**ENTRIES**
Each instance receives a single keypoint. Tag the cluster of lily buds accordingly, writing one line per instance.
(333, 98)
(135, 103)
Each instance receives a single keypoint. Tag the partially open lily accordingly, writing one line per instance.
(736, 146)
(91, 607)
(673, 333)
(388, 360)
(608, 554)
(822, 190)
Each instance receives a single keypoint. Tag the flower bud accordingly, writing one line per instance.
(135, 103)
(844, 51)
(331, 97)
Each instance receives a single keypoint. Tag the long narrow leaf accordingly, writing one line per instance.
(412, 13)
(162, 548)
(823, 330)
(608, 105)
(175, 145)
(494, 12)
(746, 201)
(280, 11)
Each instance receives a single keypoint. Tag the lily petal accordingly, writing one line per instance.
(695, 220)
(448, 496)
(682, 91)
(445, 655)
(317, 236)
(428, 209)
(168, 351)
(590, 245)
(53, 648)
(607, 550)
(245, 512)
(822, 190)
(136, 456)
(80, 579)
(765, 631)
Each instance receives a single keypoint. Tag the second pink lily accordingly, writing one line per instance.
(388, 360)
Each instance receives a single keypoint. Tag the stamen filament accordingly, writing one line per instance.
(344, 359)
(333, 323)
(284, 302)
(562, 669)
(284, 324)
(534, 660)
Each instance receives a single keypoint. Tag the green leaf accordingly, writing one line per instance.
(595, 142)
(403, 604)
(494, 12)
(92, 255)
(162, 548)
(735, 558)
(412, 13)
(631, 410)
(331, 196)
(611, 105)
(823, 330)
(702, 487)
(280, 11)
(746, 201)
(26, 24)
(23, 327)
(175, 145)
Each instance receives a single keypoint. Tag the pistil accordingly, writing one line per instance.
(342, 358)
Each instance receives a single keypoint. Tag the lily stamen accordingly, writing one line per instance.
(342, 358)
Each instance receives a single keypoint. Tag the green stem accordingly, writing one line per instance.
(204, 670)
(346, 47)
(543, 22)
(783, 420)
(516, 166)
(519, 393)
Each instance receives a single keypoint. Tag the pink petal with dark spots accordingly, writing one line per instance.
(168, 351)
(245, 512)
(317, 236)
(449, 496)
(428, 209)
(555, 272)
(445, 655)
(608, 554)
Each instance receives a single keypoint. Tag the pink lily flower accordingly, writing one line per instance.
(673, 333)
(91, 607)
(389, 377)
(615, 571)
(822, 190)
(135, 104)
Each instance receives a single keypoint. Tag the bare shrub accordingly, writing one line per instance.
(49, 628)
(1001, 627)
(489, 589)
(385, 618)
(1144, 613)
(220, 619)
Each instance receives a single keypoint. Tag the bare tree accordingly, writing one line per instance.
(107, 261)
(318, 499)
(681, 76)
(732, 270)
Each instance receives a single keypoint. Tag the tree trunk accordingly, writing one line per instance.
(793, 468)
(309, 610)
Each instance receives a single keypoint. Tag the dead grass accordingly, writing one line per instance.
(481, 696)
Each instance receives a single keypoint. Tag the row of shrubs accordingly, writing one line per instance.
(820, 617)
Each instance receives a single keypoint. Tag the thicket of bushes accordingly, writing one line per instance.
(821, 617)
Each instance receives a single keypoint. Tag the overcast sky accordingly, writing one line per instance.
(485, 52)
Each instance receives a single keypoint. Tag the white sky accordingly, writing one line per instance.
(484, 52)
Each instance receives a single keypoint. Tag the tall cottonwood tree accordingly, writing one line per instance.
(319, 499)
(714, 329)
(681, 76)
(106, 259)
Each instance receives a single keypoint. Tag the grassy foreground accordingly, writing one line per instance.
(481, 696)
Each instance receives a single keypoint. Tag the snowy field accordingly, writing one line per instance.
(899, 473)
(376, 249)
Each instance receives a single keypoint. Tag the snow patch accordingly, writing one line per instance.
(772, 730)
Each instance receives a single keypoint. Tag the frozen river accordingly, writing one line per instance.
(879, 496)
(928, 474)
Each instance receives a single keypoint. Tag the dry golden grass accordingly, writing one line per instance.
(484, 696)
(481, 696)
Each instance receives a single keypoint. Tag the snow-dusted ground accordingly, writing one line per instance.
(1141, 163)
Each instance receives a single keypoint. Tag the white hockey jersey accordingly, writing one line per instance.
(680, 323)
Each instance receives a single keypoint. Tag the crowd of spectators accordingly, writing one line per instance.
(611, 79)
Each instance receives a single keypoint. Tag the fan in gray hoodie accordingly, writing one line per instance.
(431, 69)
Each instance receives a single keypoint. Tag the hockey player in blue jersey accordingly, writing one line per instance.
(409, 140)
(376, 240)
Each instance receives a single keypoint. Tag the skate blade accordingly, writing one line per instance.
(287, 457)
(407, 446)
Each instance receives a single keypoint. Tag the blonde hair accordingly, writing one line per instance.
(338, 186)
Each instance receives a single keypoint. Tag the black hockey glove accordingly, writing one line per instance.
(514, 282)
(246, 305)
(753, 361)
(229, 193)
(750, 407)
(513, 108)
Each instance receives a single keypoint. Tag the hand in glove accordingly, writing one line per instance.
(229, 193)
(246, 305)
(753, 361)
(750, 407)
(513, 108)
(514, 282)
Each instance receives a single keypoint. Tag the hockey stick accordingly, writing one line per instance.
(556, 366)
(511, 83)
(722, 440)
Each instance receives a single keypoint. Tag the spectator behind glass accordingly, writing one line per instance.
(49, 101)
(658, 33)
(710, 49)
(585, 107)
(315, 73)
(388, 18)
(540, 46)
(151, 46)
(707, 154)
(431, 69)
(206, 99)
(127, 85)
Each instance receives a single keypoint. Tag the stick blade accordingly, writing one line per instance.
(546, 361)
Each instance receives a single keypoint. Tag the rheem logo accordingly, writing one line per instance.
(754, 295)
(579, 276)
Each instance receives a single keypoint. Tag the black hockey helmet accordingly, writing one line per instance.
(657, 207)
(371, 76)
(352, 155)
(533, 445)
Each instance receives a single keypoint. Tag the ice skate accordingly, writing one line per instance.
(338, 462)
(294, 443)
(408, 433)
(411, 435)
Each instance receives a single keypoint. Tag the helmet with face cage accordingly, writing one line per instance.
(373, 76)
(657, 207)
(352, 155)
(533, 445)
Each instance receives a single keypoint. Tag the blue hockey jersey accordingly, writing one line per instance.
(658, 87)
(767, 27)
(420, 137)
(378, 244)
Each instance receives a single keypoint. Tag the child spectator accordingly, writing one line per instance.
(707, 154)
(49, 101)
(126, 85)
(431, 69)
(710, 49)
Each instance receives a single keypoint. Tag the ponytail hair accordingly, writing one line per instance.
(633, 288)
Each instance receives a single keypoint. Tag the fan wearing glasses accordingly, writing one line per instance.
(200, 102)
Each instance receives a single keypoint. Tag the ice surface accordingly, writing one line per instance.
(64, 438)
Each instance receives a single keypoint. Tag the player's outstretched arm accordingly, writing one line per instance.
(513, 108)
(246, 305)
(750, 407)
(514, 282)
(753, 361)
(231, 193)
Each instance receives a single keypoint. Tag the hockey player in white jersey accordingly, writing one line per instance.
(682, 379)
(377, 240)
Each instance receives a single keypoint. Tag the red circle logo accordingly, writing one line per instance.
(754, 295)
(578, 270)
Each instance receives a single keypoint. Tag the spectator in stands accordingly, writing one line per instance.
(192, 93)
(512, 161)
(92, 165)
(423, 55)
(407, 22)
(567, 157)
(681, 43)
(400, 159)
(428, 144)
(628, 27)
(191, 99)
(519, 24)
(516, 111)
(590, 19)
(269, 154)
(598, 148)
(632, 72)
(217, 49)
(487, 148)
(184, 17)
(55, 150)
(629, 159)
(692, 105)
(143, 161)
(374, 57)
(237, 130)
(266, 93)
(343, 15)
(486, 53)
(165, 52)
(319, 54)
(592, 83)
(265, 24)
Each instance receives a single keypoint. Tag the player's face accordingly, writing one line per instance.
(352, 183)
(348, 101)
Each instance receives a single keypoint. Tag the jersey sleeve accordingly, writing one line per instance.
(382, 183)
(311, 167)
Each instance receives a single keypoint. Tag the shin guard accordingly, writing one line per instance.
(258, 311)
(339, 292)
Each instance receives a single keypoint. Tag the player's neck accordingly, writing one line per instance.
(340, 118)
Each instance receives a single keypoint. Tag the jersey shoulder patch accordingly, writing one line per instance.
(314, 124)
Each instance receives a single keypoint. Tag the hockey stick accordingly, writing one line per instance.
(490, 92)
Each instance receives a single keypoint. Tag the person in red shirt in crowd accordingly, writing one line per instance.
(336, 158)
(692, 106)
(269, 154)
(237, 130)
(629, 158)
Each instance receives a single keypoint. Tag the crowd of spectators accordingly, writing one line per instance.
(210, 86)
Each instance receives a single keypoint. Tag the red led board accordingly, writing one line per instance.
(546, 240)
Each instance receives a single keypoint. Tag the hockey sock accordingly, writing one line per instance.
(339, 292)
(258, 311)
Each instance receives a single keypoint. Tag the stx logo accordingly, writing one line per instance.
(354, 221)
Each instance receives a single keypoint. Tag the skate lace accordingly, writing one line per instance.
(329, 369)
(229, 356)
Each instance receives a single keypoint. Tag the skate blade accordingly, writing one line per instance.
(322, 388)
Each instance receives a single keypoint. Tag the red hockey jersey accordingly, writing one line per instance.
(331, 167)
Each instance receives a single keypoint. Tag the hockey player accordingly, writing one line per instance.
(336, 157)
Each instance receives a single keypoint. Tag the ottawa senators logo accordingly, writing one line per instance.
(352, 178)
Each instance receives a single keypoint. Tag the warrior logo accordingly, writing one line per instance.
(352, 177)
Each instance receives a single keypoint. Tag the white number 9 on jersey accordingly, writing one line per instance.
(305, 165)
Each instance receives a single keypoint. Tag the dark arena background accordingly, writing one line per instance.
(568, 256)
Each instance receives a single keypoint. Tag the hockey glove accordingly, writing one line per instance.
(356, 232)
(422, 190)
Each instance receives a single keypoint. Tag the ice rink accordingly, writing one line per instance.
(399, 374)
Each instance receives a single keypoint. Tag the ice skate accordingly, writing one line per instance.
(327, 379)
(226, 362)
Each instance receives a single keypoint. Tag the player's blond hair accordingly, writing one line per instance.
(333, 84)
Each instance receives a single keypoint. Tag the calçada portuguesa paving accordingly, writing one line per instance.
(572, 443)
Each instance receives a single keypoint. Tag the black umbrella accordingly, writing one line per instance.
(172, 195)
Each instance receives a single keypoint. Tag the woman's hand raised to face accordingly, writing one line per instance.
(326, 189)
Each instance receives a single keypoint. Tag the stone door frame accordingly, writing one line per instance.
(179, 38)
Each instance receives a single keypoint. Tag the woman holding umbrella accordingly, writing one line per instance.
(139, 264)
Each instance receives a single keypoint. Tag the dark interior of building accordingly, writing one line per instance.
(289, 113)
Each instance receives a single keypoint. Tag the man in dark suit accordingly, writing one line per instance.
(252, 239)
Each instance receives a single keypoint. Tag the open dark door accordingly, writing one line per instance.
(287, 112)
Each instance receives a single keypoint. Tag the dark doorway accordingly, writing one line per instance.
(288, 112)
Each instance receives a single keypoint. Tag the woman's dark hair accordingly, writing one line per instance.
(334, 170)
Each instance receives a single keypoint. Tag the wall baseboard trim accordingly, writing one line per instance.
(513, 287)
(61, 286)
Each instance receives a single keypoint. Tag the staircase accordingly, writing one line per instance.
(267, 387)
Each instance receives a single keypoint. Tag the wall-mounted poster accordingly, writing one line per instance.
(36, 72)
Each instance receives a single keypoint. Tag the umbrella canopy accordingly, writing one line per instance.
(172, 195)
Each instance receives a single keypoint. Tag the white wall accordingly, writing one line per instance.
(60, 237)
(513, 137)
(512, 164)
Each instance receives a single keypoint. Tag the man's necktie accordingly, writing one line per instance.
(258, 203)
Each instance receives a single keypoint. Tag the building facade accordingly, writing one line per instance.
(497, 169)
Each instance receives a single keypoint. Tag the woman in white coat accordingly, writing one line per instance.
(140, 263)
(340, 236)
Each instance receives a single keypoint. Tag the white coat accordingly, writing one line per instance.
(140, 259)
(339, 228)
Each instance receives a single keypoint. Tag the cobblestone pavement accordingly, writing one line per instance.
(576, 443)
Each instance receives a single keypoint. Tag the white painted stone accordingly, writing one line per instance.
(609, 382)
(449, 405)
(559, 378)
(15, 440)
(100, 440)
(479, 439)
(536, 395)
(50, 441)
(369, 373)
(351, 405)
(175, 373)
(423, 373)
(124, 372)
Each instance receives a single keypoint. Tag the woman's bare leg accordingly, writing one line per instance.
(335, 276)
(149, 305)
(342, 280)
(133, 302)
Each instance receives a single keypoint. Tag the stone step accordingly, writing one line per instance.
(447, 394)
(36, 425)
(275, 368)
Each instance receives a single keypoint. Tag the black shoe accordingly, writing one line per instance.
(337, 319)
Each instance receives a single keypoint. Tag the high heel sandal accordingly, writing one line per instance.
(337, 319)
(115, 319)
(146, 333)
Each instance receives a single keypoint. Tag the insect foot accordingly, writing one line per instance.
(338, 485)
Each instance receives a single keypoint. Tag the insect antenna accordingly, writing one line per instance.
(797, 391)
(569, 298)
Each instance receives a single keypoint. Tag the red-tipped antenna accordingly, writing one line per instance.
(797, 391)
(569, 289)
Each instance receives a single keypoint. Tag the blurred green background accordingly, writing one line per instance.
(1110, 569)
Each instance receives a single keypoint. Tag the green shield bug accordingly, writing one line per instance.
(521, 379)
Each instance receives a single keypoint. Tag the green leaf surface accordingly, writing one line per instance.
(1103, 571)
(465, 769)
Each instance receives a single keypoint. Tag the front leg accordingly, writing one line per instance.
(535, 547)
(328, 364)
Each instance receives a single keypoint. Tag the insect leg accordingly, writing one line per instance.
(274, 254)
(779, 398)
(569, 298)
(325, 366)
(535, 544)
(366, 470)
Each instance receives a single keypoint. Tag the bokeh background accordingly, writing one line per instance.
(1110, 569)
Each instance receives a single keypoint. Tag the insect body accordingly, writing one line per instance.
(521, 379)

**SET PROBLEM**
Repeat the line that contains "Each instance receives a single keypoint. Tag the blurred", then every line after it until the records end, with nothing added.

**TASK OUTPUT**
Each instance receives a single keypoint. Tag the blurred green background accordingly, writing one line per instance.
(1110, 569)
Each instance receives a single keypoint. Tag the green shield bug accordingly, writing one line per instance.
(521, 379)
Each instance receives a single keypoint. Tag the green leaf surface accordingly, writing one line per instance.
(1103, 571)
(465, 769)
Each instance receives a single keypoint. Tag the front leg accordingly, writing one line per instance.
(535, 547)
(328, 364)
Each instance receives a single keypoint. Tag the insect leg accordingly, writing one line per instance.
(274, 254)
(779, 398)
(569, 298)
(325, 366)
(535, 544)
(366, 470)
Each instance receives a single keypoint. Tag the bokeh background accordingly, writing one line per instance.
(1110, 569)
Each instance receives a single keypoint. Tag the insect body accordingly, writing one line per instance.
(521, 379)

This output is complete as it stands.